— START OF Passage shown —

US State Department documents reveal that the department itself along with US-funded fronts posing as nongovernmental organizations (NGOs) have been providing Venezuela’s opposition with support.

This includes a report titled, “Status of Capriles and Sumate Cases,” referring to the above mentioned Henrique Capriles Radonski and Sumate, a US National Endowment for Democracy (NED) funded front posing as an election monitor.

Currently, NED’s own website features an extensive list of activities it is engaged in within Venezuela’s borders. It includes leveraging human rights for political gain, electoral manipulation, building opposition fronts, and expanding pro-opposition media. While each activity is labelled with benign titles, it is clear that none of these activities are done impartially, and as State Department documents reveal, these activities are done specifically for the benefit of the US-backed opposition.

...

While the Western media attempts to frame Venezuela’s crisis as a result of “socialism” and “dictatorship,” it is clear by reading the West’s own policy papers that it is owed instead to a systematic assault on Venezuela’s sociopolitical stability and economic viability, spanning decades.

— END OF Passage shown —
— START OF Available data —

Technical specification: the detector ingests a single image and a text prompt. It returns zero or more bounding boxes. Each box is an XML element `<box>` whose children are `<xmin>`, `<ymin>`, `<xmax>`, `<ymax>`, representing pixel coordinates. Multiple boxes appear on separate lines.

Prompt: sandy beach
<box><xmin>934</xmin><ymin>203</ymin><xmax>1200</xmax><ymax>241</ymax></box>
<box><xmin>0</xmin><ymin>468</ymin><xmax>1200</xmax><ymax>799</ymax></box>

— END OF Available data —

* **Task requirements**:
a. Print the Venezuela passage word for word, everything from "US State Department" down to "opposition with support.".
b. Go on with the text on US support for Venezuela's opposition, picking up after its final sentence.

* **Set of answers**:
a.
US State Department documents reveal that the department itself along with US-funded fronts posing as nongovernmental organizations (NGOs) have been providing Venezuela’s opposition with support.

b.
Venezuela is not the first nation in South America that the United States has sought to overturn by undermining its economy.

...

The crisis in Venezuela is not one of socialism versus capitalism or dictatorship versus democracy – it is one of hegemony versus national sovereignty, of centralized unipolar power versus an increasingly multipolar world.

A sovereign and independent Venezuela allowed to pursue its own destiny is one in which its own people will naturally seek to decentralize and distribute power. While the current government may not provide the ideal conditions to accomplish this, conditions under a US client regime – as US-wrecked Libya, Afghanistan, or Iraq prove – would be significantly less ideal.

For geopolitical analysts, moving away from ideological talking points and examining the actual government and opposition, their interests, associations, and funding, as well as their base motives reveals a much simpler and consistent narrative, one that any analyst could discern, and a discernment that will stand the test of scrutiny and time. Those entrenched in left/right ideology risk being betrayed by the government’s floundering desperation and the true nature of an opposition that most certainly is not “capitalist” or “pro-democracy.”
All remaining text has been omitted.